The Kelsey Museum of Archaeology is a museum of archaeology located on the University of Michigan central campus in Ann Arbor, Michigan, in the United States. The museum is a unit of the University of Michigan's College of Literature, Science, and the Arts. It has a collection of more than 100,000 ancient and medieval artifacts from the civilizations of the Mediterranean and the Near East. In addition to displaying its permanent and special exhibitions, the museum sponsors research and fieldwork and conducts educational programs for the public and for schoolchildren. The museum also houses the University of Michigan Interdepartmental Program in Classical Art and Archaeology.

* **Work order**
Answer from the museum text:
(a) Which college of the University of Michigan is the museum a unit of?
(b) How many artifacts are in its collection?
(c) Which program does the museum also house?
The entries that come next are from an unrelated source.

* **Raw data**
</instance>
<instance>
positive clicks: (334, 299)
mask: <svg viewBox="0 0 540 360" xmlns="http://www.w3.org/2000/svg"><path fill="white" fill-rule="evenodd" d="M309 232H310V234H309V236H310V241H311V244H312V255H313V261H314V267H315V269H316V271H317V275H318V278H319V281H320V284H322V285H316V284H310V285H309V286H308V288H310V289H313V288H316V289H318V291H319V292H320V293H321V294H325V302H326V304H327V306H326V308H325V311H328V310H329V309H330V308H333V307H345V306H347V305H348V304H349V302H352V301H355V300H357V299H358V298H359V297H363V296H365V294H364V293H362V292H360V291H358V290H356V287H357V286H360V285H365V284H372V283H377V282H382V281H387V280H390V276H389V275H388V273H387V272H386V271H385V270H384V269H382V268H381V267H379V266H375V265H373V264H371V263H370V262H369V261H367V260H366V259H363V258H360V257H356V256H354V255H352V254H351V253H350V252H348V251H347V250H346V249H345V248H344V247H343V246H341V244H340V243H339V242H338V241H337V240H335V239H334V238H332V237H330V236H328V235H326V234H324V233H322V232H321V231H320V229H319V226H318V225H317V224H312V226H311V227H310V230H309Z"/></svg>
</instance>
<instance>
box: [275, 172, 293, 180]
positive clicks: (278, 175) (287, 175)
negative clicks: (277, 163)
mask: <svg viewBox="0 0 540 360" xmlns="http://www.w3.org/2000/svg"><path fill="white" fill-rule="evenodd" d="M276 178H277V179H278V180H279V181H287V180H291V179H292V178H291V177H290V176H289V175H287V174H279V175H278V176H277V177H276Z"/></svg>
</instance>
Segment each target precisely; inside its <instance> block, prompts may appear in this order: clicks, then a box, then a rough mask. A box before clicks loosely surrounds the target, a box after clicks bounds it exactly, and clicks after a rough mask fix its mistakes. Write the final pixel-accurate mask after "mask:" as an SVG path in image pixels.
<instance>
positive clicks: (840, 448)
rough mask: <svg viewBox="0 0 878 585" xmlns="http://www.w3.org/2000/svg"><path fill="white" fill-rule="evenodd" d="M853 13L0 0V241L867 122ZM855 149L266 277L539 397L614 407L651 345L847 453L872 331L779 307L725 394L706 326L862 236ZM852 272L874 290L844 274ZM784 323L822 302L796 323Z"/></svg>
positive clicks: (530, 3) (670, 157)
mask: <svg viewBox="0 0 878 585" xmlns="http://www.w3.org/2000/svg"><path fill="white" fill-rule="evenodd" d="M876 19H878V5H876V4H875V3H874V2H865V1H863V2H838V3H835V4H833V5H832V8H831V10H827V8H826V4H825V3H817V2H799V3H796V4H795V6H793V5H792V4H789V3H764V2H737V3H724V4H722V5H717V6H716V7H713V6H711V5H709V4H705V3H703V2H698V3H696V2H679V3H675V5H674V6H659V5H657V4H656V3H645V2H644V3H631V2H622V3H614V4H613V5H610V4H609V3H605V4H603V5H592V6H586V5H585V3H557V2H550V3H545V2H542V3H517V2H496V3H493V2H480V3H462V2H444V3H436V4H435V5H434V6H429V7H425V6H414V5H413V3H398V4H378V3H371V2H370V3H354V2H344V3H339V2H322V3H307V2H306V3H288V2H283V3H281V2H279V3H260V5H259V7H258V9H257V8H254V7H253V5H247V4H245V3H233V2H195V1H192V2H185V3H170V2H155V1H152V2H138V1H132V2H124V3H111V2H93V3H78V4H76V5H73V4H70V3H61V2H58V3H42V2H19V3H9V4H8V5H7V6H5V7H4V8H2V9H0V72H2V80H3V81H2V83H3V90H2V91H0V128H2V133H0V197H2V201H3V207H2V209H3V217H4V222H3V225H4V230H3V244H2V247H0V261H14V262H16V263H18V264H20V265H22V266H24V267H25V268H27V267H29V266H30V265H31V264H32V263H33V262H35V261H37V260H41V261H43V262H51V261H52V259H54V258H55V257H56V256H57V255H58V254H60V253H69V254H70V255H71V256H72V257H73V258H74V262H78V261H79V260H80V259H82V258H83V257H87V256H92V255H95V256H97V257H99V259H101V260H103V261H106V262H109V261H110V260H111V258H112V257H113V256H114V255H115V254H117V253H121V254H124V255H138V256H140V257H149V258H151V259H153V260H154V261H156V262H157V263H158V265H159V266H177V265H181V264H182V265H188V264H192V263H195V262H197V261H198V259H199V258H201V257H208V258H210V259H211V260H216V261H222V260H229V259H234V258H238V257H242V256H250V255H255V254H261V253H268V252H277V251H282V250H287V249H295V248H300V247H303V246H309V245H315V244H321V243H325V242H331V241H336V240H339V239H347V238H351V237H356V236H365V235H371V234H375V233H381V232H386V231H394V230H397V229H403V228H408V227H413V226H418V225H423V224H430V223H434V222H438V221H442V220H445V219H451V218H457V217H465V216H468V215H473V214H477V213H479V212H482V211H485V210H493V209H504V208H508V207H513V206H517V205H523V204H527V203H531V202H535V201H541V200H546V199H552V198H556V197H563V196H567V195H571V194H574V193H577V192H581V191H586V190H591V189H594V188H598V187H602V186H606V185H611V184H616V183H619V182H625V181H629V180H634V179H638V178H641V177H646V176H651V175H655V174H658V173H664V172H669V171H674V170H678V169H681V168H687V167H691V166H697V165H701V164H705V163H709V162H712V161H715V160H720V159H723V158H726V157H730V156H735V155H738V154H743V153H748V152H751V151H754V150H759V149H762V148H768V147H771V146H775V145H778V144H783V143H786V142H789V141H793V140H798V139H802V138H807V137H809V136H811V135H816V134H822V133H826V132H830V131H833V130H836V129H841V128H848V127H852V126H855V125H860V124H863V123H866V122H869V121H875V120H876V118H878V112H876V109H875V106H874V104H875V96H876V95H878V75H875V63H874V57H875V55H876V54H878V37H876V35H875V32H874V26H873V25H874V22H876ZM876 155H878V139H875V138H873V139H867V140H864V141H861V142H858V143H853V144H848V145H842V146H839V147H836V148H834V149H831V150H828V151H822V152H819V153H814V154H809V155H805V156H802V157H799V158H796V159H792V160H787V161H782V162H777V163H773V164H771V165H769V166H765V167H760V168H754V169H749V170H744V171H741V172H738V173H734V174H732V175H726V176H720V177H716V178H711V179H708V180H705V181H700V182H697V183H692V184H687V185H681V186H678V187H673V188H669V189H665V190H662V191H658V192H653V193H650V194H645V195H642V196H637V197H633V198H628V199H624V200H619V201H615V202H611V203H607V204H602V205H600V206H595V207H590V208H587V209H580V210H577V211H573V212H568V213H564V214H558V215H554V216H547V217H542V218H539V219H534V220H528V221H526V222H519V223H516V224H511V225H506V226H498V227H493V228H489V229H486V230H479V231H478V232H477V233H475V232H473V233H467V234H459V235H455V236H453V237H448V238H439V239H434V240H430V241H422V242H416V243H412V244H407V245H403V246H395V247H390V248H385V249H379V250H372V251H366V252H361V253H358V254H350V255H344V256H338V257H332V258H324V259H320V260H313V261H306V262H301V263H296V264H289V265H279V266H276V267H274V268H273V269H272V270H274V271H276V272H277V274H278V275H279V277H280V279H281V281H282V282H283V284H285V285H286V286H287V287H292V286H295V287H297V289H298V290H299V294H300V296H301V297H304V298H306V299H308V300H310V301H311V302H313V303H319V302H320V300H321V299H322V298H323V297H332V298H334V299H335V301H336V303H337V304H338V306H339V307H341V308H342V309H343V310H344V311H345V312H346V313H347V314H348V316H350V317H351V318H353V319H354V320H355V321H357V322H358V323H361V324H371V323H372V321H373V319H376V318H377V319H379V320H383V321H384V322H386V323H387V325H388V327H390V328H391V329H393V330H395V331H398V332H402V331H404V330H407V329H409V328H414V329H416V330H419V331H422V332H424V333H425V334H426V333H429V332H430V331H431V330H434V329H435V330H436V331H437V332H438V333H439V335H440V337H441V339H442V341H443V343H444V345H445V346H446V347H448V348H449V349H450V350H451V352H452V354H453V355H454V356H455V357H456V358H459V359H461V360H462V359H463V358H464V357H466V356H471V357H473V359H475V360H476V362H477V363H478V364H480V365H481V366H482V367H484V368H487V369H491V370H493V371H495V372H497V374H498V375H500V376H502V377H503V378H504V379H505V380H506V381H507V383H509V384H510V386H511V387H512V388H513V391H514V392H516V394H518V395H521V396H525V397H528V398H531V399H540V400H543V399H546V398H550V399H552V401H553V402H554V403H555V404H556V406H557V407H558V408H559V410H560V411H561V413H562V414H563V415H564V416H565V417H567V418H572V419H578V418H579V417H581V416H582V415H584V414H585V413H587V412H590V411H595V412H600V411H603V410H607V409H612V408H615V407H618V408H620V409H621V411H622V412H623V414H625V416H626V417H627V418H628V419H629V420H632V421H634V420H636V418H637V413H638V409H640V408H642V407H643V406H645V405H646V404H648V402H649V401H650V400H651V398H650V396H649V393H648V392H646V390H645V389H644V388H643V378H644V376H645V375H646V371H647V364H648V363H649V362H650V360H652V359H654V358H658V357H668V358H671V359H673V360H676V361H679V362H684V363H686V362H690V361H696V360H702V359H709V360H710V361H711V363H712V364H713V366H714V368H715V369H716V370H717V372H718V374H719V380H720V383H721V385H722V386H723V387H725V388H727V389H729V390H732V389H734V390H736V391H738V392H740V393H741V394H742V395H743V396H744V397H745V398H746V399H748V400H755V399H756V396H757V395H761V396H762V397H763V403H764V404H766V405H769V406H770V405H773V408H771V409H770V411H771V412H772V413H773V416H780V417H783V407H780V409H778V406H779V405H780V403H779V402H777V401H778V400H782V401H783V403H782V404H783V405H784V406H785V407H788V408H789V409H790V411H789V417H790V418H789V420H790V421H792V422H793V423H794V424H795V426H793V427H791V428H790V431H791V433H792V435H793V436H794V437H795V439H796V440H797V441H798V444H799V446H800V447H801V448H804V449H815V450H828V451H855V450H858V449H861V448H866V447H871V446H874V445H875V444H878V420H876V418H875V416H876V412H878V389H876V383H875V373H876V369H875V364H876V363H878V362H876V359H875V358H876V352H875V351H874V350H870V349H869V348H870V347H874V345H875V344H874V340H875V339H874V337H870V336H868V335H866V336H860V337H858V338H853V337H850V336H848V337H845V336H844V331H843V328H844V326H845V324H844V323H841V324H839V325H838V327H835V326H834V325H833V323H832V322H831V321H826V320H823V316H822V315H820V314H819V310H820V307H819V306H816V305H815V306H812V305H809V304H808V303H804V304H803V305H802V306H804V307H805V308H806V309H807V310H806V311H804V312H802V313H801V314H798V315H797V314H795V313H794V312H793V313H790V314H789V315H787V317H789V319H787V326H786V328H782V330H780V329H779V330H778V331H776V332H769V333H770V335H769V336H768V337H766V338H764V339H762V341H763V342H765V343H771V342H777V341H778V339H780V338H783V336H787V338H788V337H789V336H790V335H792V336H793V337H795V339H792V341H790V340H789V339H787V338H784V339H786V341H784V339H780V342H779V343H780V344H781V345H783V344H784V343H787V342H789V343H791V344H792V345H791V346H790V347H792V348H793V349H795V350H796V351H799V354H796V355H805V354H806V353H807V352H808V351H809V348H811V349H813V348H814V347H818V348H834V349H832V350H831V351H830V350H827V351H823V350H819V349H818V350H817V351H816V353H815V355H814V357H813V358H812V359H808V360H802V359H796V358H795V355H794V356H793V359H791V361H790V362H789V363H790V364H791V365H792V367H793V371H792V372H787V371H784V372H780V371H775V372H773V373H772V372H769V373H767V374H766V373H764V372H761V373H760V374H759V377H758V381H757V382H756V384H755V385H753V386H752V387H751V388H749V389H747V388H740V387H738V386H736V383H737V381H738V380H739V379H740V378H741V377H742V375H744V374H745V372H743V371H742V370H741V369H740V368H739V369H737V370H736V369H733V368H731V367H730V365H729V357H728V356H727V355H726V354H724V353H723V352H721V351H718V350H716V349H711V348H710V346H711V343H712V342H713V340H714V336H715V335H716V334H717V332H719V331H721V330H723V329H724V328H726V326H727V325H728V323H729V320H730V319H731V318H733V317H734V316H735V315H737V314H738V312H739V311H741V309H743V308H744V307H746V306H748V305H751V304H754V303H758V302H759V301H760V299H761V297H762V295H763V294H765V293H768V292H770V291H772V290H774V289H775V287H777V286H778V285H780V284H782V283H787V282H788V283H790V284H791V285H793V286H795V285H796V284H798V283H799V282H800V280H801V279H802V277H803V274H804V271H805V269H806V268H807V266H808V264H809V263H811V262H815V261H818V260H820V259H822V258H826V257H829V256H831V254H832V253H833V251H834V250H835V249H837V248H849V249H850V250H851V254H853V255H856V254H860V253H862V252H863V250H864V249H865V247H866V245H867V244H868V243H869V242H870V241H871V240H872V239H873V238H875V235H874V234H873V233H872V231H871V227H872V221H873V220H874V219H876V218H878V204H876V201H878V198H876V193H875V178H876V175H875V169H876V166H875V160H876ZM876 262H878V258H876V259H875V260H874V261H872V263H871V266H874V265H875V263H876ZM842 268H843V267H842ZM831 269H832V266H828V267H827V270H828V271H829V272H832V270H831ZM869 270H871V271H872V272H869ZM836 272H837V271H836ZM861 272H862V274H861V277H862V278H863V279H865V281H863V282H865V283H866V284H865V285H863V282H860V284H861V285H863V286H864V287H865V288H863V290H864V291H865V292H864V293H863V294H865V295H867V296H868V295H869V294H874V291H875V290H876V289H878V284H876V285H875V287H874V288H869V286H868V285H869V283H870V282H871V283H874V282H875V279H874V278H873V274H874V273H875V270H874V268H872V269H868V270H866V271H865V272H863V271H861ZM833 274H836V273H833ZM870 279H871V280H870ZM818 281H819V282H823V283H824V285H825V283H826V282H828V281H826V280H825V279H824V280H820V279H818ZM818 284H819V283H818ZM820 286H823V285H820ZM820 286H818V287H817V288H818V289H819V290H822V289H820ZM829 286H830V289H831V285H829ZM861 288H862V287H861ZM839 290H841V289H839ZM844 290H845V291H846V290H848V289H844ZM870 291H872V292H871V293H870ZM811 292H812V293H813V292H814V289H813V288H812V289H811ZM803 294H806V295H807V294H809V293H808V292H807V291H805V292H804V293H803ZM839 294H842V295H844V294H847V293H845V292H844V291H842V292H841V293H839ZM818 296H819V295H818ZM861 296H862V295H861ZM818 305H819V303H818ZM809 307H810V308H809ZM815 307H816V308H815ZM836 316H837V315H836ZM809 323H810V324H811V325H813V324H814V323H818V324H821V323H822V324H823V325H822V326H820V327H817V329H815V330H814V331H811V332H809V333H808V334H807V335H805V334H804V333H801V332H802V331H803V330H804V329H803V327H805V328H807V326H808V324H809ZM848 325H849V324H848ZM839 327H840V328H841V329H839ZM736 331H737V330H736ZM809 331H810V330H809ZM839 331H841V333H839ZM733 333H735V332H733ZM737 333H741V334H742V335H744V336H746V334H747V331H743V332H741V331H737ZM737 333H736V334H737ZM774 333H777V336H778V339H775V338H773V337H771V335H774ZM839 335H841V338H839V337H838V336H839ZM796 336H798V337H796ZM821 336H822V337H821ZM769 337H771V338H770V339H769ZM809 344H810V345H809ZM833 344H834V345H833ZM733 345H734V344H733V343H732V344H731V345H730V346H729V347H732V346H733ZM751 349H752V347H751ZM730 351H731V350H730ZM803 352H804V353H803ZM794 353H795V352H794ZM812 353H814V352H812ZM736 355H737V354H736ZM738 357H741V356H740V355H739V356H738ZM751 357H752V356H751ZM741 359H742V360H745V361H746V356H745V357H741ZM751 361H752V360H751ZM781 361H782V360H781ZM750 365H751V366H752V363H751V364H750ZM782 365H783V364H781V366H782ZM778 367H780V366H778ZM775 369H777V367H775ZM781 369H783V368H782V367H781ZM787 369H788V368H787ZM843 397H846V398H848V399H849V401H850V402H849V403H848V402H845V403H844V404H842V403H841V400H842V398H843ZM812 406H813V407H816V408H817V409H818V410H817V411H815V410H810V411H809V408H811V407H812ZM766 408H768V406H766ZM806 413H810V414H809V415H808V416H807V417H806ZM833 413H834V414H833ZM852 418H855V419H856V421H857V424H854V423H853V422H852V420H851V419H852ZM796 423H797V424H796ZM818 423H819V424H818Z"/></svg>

* **The completed task**
(a) The College of Literature, Science, and the Arts
(b) More than 100,000 ancient and medieval artifacts
(c) The University of Michigan Interdepartmental Program in Classical Art and Archaeology